-- Goal --
Look for "the white plate." in the listing below, then copy exactly the line it appears in and all lines after it to the end, and nothing more.

Named object pointing entries
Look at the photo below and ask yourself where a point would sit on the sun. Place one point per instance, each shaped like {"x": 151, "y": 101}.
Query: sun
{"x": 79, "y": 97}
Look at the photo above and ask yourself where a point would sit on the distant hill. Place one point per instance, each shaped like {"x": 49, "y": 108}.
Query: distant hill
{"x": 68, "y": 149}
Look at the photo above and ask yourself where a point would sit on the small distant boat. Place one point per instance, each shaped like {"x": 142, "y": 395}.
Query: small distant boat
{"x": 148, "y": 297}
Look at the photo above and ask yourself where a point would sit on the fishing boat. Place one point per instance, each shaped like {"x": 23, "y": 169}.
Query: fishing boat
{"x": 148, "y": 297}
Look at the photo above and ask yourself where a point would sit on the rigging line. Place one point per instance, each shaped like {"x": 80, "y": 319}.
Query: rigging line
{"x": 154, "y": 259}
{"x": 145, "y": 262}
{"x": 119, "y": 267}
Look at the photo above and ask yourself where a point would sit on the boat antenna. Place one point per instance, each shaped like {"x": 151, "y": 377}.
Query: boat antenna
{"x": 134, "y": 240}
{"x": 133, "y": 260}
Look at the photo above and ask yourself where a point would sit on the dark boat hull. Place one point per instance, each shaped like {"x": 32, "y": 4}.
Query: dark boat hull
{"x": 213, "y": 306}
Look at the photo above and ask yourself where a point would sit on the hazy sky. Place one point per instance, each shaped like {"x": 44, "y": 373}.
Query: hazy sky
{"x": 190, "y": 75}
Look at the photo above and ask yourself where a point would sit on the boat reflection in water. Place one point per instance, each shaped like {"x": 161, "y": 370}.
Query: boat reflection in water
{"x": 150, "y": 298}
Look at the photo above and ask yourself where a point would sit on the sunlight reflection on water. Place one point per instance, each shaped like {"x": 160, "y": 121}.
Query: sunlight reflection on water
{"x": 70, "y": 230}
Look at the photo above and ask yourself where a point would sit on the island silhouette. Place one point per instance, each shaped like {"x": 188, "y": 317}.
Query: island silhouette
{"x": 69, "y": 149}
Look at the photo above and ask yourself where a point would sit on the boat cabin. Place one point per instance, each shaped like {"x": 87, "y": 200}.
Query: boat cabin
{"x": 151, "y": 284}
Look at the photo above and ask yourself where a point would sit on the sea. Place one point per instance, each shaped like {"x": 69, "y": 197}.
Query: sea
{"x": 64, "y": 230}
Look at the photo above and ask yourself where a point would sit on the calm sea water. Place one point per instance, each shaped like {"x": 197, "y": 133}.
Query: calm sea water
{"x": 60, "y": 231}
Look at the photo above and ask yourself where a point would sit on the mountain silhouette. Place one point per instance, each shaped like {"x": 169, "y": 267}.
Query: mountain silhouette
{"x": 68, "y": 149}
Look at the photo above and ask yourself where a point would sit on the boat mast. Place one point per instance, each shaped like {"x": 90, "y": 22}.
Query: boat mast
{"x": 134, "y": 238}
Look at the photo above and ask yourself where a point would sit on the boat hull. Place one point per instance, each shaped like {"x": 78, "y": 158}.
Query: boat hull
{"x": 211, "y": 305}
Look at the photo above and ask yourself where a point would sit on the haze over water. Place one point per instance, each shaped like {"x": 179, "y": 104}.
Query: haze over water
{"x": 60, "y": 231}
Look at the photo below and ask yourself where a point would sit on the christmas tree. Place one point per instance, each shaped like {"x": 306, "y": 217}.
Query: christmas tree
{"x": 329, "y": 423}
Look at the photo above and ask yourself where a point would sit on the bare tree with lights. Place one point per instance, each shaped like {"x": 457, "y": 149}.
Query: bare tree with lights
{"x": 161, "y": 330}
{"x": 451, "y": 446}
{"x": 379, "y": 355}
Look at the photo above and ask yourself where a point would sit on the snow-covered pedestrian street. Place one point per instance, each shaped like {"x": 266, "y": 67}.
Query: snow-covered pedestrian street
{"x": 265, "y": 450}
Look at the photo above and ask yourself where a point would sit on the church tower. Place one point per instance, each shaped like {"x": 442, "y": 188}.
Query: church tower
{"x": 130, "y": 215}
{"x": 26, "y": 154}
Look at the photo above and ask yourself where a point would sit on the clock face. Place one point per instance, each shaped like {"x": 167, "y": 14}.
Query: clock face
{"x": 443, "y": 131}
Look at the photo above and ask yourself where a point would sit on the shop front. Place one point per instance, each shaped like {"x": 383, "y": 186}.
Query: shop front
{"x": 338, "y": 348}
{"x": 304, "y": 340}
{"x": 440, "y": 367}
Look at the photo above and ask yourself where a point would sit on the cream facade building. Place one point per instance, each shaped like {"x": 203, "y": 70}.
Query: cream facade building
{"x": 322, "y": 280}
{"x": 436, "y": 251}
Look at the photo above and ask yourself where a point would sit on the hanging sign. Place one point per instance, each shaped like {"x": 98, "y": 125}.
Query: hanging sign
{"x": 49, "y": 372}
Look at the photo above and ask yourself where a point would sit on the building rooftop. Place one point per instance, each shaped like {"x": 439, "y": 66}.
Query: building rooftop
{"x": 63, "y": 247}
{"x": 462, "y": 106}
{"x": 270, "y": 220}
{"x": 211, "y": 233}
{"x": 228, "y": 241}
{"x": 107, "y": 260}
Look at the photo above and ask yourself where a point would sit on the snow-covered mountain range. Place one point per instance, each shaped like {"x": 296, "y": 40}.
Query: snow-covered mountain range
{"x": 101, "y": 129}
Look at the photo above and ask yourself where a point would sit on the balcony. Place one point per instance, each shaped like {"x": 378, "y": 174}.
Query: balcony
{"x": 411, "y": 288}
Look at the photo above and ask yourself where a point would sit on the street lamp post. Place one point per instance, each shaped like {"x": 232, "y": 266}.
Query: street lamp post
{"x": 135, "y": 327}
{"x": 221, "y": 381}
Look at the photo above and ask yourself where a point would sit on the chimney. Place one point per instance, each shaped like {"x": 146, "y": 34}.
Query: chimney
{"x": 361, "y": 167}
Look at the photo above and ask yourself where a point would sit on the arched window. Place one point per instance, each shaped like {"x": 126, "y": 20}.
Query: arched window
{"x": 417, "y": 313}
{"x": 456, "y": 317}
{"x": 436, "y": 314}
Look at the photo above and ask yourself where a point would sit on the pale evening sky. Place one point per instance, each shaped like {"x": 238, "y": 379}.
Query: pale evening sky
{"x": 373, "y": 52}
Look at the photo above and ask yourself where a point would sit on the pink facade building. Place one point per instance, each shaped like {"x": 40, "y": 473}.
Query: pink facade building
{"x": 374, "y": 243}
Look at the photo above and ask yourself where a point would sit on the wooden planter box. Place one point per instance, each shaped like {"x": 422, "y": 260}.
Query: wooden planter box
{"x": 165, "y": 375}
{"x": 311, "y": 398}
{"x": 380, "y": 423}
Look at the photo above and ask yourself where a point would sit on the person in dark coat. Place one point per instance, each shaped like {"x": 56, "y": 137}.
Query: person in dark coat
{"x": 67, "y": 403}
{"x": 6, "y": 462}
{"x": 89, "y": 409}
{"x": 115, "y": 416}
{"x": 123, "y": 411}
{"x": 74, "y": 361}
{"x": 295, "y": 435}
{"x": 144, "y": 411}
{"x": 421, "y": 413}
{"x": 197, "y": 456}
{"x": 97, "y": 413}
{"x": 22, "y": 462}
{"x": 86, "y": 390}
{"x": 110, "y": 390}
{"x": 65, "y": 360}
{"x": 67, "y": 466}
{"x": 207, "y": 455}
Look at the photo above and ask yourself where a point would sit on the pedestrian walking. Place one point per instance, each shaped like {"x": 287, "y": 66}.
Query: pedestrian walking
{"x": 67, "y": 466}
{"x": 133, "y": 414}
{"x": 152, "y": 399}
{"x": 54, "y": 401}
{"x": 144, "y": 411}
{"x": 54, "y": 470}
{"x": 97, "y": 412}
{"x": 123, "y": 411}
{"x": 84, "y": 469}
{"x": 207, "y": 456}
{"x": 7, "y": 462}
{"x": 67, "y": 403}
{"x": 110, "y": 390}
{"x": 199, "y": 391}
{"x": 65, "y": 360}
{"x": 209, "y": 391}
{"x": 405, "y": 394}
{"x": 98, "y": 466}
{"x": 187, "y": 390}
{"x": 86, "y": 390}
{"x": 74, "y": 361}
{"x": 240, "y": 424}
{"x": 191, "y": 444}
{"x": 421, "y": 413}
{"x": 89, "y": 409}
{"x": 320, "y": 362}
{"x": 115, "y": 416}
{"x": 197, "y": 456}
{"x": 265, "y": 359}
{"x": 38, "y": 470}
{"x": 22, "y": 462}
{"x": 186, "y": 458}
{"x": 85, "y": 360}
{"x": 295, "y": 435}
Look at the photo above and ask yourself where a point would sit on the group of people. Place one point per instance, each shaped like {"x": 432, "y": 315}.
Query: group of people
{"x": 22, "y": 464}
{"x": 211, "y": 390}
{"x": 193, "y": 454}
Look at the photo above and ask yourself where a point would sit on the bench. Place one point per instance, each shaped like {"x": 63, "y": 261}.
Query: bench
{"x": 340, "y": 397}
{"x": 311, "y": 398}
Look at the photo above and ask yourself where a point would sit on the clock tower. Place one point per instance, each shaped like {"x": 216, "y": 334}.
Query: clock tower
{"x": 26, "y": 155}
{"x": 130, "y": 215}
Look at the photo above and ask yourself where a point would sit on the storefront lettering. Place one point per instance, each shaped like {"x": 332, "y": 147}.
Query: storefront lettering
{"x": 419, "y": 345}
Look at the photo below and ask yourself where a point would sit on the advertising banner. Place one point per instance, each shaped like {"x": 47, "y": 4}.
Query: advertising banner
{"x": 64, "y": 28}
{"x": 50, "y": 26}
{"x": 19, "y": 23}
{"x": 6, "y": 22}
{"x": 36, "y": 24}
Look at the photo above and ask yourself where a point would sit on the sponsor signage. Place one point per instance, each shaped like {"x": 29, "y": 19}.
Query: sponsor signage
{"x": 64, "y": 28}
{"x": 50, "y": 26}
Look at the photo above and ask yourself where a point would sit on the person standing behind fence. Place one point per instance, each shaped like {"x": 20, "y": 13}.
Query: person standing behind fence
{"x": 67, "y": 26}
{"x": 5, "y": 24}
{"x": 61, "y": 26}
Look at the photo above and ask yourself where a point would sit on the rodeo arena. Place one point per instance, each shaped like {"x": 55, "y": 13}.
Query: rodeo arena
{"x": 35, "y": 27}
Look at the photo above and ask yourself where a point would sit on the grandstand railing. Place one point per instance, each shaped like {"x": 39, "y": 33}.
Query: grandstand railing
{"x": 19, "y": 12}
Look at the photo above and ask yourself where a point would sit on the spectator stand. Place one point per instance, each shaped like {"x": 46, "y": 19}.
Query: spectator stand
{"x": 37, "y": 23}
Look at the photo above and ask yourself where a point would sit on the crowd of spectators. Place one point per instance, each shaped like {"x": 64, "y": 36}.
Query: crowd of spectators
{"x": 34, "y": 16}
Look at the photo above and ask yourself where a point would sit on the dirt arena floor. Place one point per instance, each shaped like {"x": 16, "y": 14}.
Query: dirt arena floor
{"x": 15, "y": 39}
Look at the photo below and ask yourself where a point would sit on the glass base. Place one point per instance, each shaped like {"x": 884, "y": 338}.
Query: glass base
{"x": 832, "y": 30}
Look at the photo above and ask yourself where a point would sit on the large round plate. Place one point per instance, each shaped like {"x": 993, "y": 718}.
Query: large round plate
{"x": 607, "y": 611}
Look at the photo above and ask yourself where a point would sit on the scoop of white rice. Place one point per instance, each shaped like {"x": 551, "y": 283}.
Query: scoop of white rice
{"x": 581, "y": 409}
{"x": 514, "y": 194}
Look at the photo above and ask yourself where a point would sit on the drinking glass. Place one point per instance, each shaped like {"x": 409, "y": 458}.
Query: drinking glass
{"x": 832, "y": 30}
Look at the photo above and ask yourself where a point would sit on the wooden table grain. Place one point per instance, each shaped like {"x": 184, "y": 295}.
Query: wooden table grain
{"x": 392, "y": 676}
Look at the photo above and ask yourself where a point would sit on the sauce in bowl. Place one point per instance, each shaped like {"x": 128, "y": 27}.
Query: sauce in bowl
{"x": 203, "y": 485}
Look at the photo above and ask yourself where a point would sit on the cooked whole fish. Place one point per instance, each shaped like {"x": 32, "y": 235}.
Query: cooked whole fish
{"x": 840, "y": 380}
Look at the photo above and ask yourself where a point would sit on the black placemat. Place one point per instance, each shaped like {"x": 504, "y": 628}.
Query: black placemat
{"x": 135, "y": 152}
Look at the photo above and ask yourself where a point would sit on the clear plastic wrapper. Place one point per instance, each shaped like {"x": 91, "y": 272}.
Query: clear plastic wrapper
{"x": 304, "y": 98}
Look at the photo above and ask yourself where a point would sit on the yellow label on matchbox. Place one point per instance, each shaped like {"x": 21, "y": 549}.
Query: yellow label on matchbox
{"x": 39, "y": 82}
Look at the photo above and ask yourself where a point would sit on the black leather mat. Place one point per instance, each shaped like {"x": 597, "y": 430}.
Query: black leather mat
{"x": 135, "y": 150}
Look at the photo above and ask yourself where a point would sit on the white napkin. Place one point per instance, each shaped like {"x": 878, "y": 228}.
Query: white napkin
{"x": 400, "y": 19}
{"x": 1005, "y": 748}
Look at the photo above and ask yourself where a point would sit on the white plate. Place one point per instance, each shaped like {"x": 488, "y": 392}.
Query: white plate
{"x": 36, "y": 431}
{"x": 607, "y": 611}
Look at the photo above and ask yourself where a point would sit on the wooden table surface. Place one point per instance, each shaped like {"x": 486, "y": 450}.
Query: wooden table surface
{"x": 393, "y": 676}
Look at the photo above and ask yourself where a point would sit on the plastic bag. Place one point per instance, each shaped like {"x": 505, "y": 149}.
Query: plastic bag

-- Written answer --
Look at the photo above and ask yourself where a point would sit on the white plate. Place one point per instance, each shaped like {"x": 488, "y": 392}.
Query: white plate
{"x": 36, "y": 431}
{"x": 607, "y": 611}
Look at the photo above and ask yourself where a point would sit on the wooden table surface. Place one point per instance, each shaped like {"x": 486, "y": 450}.
Query: wooden table surface
{"x": 393, "y": 676}
Look at the photo above and ask yourself where a point would sit on the plastic bag. Place one point per instance, each shaped like {"x": 505, "y": 149}.
Query: plastic bag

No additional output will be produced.